*Task details*. Write out the material below exactly, beginning at the line that contains "Practice step: label each instance of the green" and ending with its last line, both ends included; write nothing else.

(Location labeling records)
+ + +

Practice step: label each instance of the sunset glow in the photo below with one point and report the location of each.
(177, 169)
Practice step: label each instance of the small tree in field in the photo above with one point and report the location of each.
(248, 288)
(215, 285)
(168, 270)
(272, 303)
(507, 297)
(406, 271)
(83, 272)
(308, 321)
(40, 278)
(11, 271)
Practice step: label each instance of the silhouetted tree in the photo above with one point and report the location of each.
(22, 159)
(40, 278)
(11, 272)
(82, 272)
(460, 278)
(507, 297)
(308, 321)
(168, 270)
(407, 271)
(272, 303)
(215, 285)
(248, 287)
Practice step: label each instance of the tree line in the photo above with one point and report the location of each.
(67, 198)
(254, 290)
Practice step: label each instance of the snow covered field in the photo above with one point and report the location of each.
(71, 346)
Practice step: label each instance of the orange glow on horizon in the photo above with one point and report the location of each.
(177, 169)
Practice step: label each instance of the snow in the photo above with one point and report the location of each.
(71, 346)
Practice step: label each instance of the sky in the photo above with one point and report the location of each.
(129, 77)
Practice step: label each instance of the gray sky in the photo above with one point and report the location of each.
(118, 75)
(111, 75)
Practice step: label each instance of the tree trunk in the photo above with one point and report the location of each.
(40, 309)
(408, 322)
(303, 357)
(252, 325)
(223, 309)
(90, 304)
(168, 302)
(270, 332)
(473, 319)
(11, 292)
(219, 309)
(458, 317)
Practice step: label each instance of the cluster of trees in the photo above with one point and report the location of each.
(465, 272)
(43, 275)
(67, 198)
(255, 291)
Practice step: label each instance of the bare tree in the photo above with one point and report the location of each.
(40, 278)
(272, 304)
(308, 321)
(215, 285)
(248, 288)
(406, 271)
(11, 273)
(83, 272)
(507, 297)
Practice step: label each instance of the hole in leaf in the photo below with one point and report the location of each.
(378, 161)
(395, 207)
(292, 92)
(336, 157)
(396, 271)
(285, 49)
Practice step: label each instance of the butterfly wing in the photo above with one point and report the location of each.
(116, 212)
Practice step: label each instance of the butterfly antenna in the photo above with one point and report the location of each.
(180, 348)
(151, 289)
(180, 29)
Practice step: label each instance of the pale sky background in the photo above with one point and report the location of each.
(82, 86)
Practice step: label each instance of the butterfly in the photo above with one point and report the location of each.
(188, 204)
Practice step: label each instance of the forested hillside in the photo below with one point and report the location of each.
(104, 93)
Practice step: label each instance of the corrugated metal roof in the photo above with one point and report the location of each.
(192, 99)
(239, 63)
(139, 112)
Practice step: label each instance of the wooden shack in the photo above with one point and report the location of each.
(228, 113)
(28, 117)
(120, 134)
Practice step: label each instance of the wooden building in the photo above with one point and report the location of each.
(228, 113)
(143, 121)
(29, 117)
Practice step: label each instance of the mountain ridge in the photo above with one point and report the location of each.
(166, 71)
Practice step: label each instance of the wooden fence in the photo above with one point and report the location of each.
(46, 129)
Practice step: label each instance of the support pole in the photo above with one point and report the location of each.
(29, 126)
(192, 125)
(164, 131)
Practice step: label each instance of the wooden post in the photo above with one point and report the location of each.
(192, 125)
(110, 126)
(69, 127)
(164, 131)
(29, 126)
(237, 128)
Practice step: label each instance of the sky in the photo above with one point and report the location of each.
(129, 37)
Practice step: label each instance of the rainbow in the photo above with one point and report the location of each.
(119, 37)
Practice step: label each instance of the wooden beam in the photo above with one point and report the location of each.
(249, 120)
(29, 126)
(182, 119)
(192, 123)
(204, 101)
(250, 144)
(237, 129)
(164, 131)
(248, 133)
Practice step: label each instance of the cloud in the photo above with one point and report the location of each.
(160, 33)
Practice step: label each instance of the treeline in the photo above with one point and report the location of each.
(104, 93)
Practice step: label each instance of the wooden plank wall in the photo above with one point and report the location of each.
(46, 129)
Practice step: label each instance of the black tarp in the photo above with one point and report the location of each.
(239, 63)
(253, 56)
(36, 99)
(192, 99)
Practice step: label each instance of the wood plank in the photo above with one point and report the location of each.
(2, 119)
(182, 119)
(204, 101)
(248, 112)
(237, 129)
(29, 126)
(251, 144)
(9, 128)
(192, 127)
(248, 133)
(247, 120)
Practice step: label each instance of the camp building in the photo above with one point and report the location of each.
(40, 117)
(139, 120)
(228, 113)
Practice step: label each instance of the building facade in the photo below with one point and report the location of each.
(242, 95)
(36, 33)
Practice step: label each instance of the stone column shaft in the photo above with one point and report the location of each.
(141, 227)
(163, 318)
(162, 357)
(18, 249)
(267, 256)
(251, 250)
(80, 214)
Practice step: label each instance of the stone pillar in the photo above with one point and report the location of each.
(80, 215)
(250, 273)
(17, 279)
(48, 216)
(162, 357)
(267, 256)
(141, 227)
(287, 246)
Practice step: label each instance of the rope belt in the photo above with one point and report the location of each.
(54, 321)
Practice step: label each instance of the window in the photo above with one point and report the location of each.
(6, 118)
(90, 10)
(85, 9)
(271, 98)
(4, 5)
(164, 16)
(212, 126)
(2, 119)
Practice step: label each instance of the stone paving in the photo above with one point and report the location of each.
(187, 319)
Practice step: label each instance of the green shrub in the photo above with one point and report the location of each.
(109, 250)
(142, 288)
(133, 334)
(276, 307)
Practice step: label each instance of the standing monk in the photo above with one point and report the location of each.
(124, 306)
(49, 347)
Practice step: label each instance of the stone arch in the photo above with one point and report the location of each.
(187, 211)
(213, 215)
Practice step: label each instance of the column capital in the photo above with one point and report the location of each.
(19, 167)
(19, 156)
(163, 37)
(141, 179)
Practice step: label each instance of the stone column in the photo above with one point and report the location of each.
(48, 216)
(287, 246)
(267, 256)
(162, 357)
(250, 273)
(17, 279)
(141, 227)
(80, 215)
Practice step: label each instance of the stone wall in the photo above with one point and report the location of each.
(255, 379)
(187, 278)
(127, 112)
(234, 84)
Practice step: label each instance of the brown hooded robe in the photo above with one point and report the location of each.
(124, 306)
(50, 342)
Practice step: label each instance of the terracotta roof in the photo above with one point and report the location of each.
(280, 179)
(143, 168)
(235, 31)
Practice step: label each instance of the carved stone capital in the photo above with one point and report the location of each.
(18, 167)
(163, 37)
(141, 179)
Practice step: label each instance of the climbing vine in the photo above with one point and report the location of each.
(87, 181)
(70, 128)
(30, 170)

+ + +

*Exercise answer*.
Practice step: label each instance of the green shrub in the photo above with one point and report the location of each.
(109, 250)
(142, 288)
(133, 334)
(276, 307)
Practice step: label each instance of the standing monk in the photo above with one point and report the location of each.
(124, 306)
(49, 347)
Practice step: label each instance of the stone arch in the photo above with one point and report the location of each.
(187, 211)
(213, 215)
Practice step: label each instance of the column capital in the photo above with one point and report the location of each.
(19, 167)
(19, 156)
(163, 37)
(141, 179)
Practice step: label each instance of the stone column in the photo above with one point and report the location of each.
(48, 216)
(287, 246)
(267, 256)
(162, 357)
(250, 273)
(17, 279)
(141, 227)
(80, 215)
Practice step: label each instance of the stone wall in the photo above with one point and report the location of each.
(255, 379)
(187, 278)
(127, 112)
(234, 84)
Practice step: label each instance of the brown hooded robe in the photo above with one point and report the location of each.
(124, 306)
(50, 342)
Practice step: label each instance of the terracotta roof in the photo above with one point and report the location of each.
(280, 179)
(143, 168)
(235, 31)
Practice step: label each instance of the carved stone capital in the photo above with one point and report the location of each.
(18, 167)
(163, 37)
(141, 179)
Practice step: label each instance of the climbing vine in the photo above with one point and report the location of each.
(87, 181)
(70, 128)
(30, 170)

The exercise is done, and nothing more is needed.